*Records excerpted from a collection:*
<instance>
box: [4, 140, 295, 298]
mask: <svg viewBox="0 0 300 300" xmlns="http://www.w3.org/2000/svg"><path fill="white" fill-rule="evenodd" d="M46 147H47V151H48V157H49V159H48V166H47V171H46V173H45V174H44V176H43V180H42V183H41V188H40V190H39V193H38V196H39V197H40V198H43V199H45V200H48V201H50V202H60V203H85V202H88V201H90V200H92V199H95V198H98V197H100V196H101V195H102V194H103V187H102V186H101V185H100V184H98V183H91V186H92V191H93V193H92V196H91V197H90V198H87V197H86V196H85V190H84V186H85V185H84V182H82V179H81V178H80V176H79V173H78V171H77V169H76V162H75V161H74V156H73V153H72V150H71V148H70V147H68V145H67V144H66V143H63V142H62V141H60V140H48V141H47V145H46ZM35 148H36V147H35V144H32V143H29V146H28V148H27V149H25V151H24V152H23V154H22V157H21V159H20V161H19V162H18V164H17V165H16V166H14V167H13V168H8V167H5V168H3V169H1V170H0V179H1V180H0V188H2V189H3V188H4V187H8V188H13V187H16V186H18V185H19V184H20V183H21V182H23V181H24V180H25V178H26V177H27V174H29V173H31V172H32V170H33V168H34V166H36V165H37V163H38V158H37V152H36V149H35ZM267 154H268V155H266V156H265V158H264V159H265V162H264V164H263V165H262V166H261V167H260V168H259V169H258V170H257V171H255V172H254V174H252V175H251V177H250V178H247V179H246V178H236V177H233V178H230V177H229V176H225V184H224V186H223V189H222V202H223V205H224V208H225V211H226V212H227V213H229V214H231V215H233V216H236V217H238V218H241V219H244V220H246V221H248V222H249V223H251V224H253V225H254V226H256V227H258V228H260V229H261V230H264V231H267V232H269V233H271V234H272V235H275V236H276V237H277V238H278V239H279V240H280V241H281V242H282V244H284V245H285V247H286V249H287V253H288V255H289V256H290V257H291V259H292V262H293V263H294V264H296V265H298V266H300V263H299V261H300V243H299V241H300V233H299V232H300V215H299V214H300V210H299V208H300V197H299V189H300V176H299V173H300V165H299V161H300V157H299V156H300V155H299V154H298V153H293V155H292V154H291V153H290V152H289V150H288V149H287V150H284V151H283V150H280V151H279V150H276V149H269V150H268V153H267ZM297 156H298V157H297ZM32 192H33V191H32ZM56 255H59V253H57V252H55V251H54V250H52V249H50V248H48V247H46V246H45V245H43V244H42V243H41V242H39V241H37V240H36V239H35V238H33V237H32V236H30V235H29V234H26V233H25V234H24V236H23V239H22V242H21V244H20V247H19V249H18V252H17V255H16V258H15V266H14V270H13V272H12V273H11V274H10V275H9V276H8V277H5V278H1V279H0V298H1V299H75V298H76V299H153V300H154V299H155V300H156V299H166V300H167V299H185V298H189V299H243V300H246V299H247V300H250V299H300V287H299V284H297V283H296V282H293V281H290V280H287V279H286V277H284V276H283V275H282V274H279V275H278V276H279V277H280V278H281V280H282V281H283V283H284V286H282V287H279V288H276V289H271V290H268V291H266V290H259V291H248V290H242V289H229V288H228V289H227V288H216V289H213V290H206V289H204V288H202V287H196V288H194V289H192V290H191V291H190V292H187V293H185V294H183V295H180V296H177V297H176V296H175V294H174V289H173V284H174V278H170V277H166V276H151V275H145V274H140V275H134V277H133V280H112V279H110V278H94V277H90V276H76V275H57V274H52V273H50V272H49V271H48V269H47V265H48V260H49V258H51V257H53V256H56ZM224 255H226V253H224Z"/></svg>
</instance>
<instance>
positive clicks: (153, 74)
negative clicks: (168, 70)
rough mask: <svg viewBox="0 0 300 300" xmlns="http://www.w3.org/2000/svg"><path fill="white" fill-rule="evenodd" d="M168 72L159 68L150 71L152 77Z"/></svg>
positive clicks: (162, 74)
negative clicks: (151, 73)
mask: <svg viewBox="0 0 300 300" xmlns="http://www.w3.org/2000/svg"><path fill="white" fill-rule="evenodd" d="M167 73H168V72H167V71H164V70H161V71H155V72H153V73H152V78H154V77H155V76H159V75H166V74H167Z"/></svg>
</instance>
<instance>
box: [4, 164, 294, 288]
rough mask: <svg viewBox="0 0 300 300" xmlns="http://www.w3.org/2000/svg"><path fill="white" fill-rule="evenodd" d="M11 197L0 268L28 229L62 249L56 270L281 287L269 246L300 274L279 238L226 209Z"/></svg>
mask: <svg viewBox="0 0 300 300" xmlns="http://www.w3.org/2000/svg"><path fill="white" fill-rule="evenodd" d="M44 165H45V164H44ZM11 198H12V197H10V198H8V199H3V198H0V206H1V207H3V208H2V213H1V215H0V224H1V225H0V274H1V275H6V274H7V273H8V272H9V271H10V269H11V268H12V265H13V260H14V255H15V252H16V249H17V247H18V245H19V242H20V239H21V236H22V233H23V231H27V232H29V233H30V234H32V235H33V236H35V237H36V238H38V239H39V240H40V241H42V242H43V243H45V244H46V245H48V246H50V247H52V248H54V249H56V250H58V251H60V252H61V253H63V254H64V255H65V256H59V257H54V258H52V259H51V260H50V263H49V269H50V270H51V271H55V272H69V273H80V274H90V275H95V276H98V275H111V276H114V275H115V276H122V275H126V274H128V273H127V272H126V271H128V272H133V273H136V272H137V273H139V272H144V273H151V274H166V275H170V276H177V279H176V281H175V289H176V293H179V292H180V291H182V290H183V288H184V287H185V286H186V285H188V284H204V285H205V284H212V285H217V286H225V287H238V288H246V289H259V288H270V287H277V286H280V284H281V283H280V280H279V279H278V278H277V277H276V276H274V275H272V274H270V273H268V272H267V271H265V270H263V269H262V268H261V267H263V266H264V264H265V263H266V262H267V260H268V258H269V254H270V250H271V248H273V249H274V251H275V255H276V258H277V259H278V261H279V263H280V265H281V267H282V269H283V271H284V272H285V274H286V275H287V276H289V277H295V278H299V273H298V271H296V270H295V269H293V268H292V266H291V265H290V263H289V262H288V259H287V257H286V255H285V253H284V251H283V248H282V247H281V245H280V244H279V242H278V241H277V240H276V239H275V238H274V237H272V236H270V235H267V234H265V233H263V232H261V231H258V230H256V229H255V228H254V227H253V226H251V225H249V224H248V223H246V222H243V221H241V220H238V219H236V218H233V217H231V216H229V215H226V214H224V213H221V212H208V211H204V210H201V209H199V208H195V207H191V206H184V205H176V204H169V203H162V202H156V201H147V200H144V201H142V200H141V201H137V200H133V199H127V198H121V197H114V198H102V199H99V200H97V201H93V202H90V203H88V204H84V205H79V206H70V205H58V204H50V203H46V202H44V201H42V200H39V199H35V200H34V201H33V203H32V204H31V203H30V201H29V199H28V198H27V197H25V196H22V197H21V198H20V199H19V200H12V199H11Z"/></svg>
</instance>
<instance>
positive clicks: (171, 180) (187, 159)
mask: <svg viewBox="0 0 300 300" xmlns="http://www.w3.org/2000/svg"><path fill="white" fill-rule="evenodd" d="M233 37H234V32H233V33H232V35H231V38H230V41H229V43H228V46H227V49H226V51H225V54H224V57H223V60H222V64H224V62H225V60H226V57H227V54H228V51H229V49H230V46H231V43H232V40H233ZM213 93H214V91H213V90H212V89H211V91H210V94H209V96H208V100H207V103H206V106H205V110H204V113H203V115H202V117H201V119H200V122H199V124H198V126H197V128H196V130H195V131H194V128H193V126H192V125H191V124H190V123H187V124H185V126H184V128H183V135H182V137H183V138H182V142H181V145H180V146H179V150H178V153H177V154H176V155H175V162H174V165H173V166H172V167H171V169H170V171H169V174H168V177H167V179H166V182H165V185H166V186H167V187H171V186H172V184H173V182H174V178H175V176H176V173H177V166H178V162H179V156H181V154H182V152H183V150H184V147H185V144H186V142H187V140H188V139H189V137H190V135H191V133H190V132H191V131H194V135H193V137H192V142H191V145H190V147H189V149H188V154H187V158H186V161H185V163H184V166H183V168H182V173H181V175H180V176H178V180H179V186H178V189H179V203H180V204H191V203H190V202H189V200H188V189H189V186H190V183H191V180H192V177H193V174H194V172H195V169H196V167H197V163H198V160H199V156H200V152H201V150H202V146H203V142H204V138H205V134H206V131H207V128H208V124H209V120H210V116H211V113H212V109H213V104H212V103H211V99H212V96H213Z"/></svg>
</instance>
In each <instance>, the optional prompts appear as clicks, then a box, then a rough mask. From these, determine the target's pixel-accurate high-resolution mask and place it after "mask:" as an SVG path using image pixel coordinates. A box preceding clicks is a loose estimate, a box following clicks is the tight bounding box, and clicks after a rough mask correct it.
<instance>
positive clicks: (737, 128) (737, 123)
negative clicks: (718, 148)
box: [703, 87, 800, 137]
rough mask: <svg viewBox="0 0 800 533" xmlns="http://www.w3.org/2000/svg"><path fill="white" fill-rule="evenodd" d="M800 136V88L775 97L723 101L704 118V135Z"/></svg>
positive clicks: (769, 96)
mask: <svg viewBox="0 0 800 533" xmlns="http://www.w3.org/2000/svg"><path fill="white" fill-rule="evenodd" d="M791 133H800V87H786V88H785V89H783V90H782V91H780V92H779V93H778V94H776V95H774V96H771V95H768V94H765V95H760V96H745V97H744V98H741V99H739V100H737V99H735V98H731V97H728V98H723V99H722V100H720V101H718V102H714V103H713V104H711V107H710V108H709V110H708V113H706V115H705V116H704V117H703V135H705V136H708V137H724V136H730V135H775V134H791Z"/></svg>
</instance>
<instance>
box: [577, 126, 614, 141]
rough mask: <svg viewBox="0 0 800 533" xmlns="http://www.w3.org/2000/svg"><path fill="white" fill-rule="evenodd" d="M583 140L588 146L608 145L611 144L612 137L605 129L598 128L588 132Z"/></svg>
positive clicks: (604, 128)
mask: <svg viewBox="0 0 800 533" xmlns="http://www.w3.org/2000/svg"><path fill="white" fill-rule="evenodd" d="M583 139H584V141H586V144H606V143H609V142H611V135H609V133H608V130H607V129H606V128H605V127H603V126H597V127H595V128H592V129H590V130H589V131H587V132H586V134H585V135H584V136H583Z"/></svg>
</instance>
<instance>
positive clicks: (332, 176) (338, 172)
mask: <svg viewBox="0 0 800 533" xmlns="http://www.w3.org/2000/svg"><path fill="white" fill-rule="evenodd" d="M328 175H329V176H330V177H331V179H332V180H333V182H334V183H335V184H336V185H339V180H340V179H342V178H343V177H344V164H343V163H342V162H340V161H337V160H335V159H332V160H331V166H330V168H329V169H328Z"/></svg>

*Problem details:*
Please reproduce the lines from the line with "negative clicks: (168, 70)" to the line with "box: [4, 164, 294, 288]", both ends included, exactly as they appear above.

*Task output:*
negative clicks: (168, 70)
rough mask: <svg viewBox="0 0 300 300" xmlns="http://www.w3.org/2000/svg"><path fill="white" fill-rule="evenodd" d="M168 72L159 68L150 71L152 77Z"/></svg>
positive clicks: (162, 74)
negative clicks: (151, 73)
mask: <svg viewBox="0 0 300 300" xmlns="http://www.w3.org/2000/svg"><path fill="white" fill-rule="evenodd" d="M167 73H168V72H167V71H164V70H161V71H155V72H153V73H152V78H154V77H155V76H159V75H166V74H167Z"/></svg>
</instance>
<instance>
box: [4, 164, 294, 288]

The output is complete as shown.